== Material supplied ==

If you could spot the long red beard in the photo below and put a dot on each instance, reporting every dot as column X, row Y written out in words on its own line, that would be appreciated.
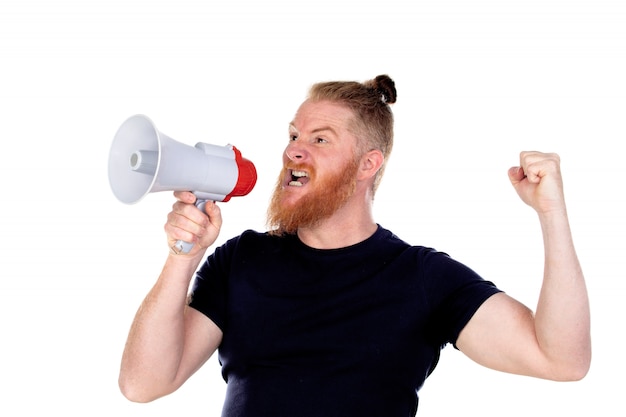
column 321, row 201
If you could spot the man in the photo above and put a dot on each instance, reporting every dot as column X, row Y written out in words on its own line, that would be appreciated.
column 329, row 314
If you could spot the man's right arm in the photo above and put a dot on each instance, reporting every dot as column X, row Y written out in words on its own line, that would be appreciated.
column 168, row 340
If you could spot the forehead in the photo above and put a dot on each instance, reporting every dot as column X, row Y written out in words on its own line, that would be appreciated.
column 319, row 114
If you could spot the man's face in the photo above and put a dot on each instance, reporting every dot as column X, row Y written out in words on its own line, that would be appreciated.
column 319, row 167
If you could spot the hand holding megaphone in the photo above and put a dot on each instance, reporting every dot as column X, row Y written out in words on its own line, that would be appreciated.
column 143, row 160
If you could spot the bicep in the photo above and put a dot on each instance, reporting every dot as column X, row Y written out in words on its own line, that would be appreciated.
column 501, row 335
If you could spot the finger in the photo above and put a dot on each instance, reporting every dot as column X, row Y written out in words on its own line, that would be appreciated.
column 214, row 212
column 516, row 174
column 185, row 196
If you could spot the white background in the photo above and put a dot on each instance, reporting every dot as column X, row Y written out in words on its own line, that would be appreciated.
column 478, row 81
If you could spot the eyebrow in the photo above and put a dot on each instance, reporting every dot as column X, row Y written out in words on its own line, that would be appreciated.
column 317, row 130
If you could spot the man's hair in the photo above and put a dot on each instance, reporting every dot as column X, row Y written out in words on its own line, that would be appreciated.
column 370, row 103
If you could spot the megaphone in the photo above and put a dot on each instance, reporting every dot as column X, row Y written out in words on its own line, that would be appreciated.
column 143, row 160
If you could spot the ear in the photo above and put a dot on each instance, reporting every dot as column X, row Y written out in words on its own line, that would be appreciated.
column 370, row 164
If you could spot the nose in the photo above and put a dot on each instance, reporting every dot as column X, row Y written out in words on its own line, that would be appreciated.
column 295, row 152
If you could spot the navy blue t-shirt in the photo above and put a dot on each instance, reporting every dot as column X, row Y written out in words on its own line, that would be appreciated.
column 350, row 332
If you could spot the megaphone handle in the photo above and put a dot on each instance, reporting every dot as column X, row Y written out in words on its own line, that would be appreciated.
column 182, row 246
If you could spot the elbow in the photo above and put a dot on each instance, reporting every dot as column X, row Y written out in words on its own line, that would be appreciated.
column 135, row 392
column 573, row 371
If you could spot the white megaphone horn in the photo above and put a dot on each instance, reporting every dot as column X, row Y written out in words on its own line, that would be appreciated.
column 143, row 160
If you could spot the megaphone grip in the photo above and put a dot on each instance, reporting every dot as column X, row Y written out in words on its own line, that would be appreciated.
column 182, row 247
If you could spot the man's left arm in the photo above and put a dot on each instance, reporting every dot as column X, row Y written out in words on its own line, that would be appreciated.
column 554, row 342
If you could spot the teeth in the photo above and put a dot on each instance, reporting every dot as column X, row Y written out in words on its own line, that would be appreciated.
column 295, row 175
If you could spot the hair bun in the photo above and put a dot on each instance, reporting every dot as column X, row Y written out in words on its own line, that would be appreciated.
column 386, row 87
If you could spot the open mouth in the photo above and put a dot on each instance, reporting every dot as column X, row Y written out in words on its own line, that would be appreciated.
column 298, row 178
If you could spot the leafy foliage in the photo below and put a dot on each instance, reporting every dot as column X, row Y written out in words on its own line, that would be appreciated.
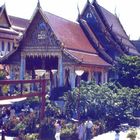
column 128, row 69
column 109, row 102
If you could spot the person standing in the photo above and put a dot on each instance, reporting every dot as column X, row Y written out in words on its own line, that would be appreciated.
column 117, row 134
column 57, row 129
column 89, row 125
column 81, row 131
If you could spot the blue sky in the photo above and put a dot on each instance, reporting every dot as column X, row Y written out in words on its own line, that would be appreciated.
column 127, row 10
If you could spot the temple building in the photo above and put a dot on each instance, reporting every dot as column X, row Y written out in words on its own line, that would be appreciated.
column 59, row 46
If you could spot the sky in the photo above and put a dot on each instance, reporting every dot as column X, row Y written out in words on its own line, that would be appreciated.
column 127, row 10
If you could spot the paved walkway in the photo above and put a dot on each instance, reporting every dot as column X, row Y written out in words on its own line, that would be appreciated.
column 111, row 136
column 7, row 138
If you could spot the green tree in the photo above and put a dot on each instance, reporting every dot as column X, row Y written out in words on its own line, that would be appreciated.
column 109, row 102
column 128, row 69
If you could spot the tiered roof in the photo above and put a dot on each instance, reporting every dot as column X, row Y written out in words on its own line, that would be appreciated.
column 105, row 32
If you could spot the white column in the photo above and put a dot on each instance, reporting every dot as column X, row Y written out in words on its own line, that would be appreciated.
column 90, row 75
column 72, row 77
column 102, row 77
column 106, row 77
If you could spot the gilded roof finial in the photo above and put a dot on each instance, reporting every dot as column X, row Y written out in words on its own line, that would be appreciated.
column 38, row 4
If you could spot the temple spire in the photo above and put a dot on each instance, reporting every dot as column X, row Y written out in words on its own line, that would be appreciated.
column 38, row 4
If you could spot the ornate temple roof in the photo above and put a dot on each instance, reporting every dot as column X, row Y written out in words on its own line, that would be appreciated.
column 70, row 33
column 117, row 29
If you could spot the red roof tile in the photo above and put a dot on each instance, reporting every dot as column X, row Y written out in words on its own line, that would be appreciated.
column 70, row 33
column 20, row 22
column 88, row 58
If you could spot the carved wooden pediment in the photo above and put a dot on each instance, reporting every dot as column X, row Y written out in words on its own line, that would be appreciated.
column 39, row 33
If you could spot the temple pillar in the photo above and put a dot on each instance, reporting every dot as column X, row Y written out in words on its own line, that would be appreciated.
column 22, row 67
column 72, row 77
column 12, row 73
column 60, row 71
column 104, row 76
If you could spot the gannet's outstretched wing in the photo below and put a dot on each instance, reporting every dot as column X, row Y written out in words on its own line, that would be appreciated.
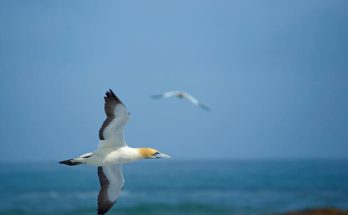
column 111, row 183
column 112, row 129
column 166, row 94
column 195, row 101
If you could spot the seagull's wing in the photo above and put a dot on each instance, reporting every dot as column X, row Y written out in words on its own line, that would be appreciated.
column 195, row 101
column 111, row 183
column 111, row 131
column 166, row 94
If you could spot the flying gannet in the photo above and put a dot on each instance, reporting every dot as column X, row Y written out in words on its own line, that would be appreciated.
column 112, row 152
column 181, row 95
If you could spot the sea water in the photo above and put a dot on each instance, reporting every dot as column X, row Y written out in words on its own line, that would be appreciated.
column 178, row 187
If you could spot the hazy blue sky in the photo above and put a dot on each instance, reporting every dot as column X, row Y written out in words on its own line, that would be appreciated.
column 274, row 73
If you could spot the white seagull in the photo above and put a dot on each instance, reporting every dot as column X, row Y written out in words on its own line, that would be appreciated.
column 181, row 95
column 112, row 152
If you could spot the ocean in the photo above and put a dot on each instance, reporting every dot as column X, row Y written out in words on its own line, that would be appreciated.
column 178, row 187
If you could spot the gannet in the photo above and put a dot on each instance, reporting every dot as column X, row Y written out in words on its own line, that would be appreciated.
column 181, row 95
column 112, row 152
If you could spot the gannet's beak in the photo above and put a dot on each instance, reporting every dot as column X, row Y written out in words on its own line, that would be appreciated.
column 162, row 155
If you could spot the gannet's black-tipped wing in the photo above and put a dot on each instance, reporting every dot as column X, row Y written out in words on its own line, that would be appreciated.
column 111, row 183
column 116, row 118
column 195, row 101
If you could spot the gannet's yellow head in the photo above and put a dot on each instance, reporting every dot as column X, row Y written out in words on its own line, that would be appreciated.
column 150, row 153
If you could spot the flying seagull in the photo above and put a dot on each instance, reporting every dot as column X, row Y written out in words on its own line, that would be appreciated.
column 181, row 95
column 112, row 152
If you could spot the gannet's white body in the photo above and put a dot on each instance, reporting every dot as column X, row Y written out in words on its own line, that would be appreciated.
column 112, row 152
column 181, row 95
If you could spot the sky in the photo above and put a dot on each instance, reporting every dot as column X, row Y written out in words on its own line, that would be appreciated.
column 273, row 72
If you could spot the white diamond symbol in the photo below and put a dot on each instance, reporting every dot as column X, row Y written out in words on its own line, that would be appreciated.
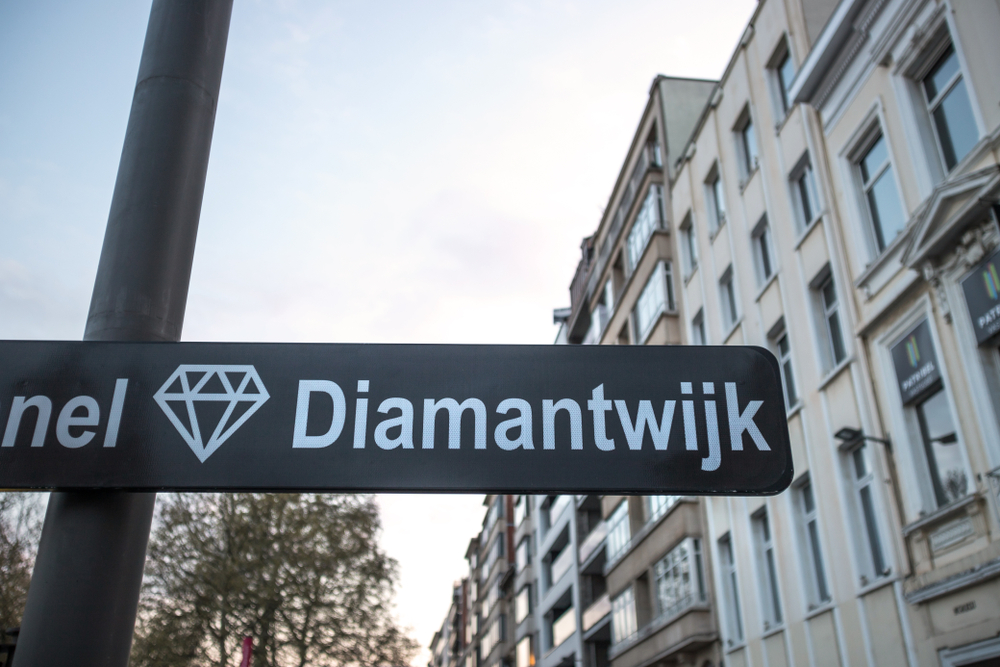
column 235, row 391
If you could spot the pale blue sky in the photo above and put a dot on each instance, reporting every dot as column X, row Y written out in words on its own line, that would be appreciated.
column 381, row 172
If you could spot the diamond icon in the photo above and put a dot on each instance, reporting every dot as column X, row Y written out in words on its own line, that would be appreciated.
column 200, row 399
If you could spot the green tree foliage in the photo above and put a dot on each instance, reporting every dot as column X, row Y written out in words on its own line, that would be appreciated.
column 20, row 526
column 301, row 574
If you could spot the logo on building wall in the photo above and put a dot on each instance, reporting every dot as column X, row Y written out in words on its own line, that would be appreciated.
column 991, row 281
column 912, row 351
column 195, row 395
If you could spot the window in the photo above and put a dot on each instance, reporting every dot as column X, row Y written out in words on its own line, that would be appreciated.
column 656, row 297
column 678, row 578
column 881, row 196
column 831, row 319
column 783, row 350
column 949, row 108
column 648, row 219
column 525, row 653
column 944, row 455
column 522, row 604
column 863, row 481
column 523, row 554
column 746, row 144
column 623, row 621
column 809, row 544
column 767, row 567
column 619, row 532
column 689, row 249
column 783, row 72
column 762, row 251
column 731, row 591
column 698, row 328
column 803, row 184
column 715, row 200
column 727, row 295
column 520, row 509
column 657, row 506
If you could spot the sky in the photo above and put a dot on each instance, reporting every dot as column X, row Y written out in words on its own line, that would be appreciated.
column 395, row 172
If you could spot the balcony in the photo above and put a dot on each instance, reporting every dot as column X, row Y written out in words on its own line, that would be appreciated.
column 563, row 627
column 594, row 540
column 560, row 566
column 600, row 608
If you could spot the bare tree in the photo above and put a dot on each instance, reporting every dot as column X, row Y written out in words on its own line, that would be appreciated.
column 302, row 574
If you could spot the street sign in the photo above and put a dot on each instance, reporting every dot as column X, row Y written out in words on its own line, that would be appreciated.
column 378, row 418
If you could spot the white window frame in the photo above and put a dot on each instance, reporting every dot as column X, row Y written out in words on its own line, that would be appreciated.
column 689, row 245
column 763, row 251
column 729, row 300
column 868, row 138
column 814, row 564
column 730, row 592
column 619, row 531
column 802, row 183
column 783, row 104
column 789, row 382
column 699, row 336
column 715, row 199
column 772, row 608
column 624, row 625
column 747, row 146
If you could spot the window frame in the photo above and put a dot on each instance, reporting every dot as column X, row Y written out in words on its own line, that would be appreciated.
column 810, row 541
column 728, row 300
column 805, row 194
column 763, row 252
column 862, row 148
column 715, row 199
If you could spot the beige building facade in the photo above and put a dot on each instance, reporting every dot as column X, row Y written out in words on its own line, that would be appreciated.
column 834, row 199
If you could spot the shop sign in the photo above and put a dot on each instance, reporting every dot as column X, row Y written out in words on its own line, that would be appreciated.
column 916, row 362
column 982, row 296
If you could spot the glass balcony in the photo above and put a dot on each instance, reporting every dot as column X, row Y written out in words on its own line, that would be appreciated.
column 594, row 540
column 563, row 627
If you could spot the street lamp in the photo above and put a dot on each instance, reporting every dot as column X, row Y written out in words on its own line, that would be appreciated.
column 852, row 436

===

_What the exercise asks_
The answer must be the lines from the one containing "If you could spot the glass" through the last line of the records, written out exactly; please include nothing more.

_Result of the exercise_
If you could spot the glass balcony in the photo above and put a dot on each instance, reporting every dot as column X, row Y written out in words on its own line, that would be appreciated.
column 594, row 540
column 563, row 627
If you could spot the street lamp in the photo above and put a dot on each instance, reporting every dot as column X, row Y written out in words on its own line, that would be appreciated.
column 852, row 436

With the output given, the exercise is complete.